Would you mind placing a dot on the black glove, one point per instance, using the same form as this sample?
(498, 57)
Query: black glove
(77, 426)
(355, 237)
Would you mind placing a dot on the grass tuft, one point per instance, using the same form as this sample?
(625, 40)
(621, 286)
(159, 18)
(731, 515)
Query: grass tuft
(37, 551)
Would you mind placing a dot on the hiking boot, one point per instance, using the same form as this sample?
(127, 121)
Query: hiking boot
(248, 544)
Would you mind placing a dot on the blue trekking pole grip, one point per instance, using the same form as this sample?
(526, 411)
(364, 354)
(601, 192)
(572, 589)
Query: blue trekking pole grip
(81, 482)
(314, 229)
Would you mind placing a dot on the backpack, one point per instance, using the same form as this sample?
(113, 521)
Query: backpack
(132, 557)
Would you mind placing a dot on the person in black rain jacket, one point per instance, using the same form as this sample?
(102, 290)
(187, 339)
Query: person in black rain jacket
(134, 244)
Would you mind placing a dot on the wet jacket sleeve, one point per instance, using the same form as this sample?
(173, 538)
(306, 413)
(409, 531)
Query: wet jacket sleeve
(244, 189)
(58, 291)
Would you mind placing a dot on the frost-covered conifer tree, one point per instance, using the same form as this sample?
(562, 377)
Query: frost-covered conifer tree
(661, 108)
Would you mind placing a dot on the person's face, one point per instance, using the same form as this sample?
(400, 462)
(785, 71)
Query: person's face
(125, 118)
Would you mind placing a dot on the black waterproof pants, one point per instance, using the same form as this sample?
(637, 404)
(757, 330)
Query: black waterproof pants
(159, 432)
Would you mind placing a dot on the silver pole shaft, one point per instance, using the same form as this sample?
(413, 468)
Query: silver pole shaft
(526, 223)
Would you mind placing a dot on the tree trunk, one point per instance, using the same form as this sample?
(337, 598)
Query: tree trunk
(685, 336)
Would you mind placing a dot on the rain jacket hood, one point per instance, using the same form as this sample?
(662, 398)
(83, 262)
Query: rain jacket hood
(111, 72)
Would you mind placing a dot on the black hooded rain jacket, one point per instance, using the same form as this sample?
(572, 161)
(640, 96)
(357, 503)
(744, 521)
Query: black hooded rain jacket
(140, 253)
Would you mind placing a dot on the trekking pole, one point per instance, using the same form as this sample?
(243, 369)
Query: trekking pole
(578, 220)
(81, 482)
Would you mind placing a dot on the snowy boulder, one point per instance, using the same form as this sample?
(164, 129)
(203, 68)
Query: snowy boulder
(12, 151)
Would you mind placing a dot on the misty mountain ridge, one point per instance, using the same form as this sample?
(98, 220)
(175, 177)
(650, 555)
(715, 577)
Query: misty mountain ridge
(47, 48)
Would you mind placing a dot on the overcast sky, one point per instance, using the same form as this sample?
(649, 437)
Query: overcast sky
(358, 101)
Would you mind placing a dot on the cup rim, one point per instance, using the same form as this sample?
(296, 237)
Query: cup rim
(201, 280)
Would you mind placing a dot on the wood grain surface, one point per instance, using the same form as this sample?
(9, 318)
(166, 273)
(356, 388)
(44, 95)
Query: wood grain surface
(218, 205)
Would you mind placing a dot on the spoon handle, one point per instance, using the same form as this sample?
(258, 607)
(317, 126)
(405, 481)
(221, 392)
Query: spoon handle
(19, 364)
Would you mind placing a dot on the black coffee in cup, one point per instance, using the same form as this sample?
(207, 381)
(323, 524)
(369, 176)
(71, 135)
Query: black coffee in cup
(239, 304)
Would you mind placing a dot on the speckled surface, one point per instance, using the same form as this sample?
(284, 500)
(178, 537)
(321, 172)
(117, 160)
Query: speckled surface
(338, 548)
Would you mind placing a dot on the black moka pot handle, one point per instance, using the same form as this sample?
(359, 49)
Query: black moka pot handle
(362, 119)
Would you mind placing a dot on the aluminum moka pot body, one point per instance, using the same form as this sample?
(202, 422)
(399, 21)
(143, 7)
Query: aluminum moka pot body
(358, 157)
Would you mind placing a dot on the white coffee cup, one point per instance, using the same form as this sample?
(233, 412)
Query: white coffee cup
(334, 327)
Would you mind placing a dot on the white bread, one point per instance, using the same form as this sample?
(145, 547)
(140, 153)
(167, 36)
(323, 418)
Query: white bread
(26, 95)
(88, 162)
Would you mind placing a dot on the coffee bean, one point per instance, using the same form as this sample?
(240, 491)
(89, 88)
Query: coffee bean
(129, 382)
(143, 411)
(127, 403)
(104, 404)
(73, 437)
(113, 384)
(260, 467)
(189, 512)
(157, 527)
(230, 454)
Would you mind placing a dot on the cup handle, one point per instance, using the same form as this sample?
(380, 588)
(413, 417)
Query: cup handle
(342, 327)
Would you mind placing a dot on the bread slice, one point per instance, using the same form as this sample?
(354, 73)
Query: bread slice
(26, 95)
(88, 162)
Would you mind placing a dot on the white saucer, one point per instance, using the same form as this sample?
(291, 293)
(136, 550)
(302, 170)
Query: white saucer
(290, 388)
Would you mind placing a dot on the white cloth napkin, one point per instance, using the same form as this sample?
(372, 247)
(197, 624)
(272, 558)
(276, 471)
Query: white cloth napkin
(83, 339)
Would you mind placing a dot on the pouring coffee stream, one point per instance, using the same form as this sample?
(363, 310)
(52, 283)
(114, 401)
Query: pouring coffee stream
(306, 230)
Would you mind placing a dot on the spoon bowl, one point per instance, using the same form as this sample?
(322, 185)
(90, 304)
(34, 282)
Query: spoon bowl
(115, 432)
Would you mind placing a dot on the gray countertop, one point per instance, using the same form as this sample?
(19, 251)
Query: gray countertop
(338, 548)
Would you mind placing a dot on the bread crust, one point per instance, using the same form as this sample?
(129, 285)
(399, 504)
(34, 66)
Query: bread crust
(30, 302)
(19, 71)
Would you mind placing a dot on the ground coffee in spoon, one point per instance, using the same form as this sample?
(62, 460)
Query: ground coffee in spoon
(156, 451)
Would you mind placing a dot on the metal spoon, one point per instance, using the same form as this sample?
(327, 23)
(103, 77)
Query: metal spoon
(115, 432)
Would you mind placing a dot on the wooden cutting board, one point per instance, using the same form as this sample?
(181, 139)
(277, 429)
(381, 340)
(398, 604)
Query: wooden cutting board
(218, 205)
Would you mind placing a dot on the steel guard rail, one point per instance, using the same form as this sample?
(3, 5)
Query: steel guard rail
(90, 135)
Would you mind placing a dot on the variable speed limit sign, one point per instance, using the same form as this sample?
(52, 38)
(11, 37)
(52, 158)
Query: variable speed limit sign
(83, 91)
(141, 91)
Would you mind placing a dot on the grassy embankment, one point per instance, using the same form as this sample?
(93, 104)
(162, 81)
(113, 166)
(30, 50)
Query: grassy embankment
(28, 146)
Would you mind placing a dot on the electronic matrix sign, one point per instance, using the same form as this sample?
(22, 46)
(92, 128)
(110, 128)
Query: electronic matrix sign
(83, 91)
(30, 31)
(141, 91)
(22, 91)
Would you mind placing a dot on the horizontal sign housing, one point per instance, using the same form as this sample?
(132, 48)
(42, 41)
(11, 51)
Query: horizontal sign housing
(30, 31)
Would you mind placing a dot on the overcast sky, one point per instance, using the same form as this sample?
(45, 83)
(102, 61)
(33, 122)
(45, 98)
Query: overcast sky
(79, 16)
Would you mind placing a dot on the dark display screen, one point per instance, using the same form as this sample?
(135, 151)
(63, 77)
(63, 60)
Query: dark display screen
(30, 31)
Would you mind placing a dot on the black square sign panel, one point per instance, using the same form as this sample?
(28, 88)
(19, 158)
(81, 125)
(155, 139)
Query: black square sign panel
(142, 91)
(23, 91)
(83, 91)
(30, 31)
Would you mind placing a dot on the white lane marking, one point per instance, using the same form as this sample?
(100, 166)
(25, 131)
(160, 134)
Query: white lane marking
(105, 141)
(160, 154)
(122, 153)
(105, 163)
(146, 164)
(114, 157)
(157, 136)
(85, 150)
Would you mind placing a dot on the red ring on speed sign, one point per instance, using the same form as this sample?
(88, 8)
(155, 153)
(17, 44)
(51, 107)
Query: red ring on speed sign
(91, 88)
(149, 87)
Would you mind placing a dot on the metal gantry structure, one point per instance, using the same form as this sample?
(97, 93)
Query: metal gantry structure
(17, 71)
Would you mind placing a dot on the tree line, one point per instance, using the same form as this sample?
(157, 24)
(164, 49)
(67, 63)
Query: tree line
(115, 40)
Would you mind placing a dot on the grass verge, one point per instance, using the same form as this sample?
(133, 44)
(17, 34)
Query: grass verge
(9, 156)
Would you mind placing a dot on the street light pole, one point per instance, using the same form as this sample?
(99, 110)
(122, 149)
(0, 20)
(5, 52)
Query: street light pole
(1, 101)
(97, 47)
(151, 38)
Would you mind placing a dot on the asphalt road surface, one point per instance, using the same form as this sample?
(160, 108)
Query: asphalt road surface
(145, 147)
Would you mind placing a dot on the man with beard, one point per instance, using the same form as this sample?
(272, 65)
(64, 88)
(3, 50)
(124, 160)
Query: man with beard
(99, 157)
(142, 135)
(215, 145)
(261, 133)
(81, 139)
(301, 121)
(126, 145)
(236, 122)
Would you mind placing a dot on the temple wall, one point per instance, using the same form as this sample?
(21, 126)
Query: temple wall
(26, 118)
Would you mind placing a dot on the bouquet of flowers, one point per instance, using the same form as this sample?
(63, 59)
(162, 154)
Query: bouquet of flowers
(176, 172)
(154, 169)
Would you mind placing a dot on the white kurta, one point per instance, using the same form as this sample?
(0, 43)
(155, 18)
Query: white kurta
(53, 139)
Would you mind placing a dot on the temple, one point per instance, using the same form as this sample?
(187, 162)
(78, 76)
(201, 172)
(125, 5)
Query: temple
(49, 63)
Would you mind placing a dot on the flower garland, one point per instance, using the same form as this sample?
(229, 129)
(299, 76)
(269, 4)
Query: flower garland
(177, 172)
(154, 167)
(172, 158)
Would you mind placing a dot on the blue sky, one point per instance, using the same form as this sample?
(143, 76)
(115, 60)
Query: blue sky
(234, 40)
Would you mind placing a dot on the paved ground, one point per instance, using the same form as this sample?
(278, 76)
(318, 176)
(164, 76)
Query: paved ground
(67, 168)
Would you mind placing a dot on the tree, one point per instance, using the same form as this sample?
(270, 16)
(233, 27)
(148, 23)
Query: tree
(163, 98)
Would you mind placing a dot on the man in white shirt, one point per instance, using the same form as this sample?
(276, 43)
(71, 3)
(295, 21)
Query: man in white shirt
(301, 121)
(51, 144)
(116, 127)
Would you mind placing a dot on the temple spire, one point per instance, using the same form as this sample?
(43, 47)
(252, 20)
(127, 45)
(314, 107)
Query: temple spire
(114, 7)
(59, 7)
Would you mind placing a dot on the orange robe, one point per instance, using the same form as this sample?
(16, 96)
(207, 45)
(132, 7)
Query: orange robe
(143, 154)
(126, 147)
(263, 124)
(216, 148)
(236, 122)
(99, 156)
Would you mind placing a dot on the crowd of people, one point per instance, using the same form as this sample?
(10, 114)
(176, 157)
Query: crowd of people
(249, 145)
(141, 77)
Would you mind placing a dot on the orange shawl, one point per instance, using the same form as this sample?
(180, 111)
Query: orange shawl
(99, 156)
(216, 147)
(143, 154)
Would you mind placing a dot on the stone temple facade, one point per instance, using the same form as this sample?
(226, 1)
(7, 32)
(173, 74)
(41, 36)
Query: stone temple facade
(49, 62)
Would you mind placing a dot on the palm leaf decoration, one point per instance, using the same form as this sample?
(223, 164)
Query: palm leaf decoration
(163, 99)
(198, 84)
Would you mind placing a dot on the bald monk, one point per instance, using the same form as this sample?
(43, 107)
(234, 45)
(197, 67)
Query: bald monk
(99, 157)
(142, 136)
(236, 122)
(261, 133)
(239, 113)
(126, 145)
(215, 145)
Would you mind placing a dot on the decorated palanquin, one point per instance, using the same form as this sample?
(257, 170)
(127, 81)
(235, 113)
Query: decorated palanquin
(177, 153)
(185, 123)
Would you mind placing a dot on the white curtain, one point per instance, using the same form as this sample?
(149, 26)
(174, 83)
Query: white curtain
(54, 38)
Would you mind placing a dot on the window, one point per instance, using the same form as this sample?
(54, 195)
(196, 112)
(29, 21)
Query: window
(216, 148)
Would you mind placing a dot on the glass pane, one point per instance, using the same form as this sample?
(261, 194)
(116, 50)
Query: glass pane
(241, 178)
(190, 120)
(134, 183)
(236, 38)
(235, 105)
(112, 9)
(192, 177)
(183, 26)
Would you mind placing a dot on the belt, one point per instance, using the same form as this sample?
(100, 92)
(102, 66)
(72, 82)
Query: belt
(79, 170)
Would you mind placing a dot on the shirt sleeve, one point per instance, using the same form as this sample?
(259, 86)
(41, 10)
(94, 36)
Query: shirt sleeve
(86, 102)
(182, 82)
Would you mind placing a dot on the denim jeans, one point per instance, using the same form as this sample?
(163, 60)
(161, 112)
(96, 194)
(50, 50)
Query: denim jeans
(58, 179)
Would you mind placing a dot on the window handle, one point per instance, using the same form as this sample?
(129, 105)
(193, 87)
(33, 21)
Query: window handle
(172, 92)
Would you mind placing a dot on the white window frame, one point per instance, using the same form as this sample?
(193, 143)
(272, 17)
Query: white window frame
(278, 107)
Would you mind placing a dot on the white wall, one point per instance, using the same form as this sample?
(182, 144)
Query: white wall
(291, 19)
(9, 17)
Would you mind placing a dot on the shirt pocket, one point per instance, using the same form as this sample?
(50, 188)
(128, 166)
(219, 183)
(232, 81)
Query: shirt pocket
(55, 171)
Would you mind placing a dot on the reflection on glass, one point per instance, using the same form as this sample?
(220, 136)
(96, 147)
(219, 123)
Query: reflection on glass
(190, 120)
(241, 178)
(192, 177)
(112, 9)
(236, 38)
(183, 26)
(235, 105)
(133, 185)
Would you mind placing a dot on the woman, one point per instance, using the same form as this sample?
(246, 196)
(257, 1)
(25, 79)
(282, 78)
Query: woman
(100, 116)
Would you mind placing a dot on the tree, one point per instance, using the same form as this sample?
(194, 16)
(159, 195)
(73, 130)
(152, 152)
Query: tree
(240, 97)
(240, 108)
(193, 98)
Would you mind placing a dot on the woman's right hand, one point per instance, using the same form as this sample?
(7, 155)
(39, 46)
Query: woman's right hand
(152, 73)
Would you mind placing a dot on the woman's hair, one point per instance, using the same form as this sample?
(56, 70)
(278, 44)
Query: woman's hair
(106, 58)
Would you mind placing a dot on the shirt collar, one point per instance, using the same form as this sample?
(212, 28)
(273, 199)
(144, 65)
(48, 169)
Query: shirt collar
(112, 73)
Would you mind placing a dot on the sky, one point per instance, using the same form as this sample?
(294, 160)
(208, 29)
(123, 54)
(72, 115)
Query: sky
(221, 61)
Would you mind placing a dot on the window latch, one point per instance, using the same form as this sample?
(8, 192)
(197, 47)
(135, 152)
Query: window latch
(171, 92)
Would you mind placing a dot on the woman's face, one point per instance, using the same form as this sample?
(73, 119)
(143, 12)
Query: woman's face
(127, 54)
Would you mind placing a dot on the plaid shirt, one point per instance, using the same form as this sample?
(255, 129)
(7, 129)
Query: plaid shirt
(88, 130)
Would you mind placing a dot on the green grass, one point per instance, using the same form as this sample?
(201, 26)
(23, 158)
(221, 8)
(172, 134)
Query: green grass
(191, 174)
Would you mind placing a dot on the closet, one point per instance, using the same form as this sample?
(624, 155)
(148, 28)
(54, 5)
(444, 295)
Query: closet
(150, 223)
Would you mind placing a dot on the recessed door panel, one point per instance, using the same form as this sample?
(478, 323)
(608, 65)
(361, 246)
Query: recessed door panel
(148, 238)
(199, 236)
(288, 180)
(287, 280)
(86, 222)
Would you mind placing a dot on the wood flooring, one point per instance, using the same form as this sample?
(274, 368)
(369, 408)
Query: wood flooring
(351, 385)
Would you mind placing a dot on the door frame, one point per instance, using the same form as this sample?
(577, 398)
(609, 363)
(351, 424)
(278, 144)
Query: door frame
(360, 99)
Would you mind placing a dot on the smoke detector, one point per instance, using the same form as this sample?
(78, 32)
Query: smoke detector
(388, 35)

......

Please transcribe exactly the lines above from the line that has "Query: metal spoon" up to and including the line that has "Would you mind placing a dot on the dark"; no other line belongs in the answer.

- **SOLVED EXERCISE**:
Query: metal spoon
(115, 432)
Would you mind placing a dot on the wooden cutting board, one point per instance, using the same form as this sample?
(181, 139)
(277, 429)
(381, 340)
(398, 604)
Query: wooden cutting board
(218, 205)
Would you mind placing a dot on the steel guard rail, one point per instance, using the same form as this sample?
(3, 5)
Query: steel guard rail
(90, 135)
Would you mind placing a dot on the variable speed limit sign, one point per instance, using the same form as this sample?
(52, 38)
(11, 37)
(52, 158)
Query: variable speed limit sign
(83, 91)
(141, 91)
Would you mind placing a dot on the grassy embankment, one point per instance, using the same form as this sample?
(93, 104)
(162, 81)
(113, 166)
(30, 50)
Query: grassy embankment
(28, 146)
Would you mind placing a dot on the electronic matrix sign, one point per instance, using the same form as this sample?
(22, 46)
(92, 128)
(110, 128)
Query: electronic matrix sign
(83, 91)
(30, 31)
(141, 91)
(22, 91)
Would you mind placing a dot on the horizontal sign housing, one point per instance, using the same form as this sample?
(132, 48)
(42, 41)
(11, 51)
Query: horizontal sign housing
(30, 31)
Would you mind placing a dot on the overcast sky, one point per instance, using the same form as this sample?
(45, 83)
(102, 61)
(33, 122)
(45, 98)
Query: overcast sky
(79, 16)
Would you mind placing a dot on the dark display screen, one point per instance, using the same form as this sample?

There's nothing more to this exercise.